-- Opening Marker --

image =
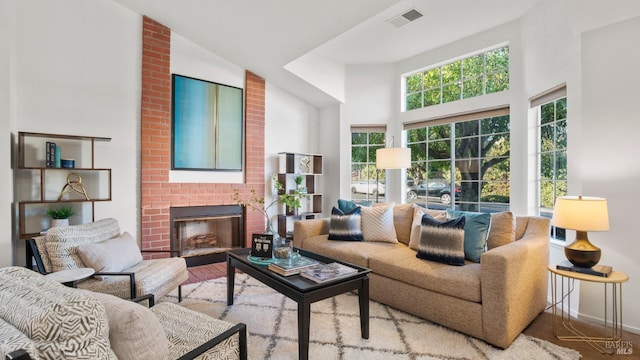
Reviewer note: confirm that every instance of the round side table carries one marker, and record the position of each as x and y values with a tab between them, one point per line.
562	282
70	277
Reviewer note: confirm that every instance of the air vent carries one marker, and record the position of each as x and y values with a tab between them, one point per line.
405	18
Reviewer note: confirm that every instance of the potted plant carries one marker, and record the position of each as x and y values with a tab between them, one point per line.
61	215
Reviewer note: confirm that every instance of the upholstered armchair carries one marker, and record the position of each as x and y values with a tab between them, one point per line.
119	267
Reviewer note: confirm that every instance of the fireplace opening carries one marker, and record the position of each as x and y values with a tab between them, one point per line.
202	234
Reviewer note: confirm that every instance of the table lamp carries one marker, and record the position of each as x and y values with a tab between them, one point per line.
582	214
392	158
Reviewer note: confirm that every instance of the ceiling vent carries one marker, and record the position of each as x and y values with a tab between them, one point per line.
405	18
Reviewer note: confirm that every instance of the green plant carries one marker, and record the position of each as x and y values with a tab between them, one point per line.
63	212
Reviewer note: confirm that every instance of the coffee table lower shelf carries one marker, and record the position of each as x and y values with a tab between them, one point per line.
304	292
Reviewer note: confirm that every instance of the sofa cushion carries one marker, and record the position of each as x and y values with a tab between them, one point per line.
416	223
111	255
134	330
12	339
442	241
187	329
357	253
401	264
346	226
157	277
502	230
402	219
378	225
62	242
476	230
62	322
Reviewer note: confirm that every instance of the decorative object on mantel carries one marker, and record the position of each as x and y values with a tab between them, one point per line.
60	216
305	165
74	184
582	214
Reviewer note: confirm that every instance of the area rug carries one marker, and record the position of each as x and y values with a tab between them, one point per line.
271	320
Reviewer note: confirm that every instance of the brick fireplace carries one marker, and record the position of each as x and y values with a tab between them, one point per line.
158	195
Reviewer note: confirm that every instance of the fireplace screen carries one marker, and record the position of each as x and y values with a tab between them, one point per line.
204	230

-- Closing Marker --

**Exercise**
What do the lines from the one with "the fireplace screen" through the last line of the entries say? Print them word for word, both ends included, and nothing else.

**Task response**
Reviewer note: confirm that every instance of the fireplace screen carries one marker, and record the position of each as x and y values with a tab between them, one point per line.
204	230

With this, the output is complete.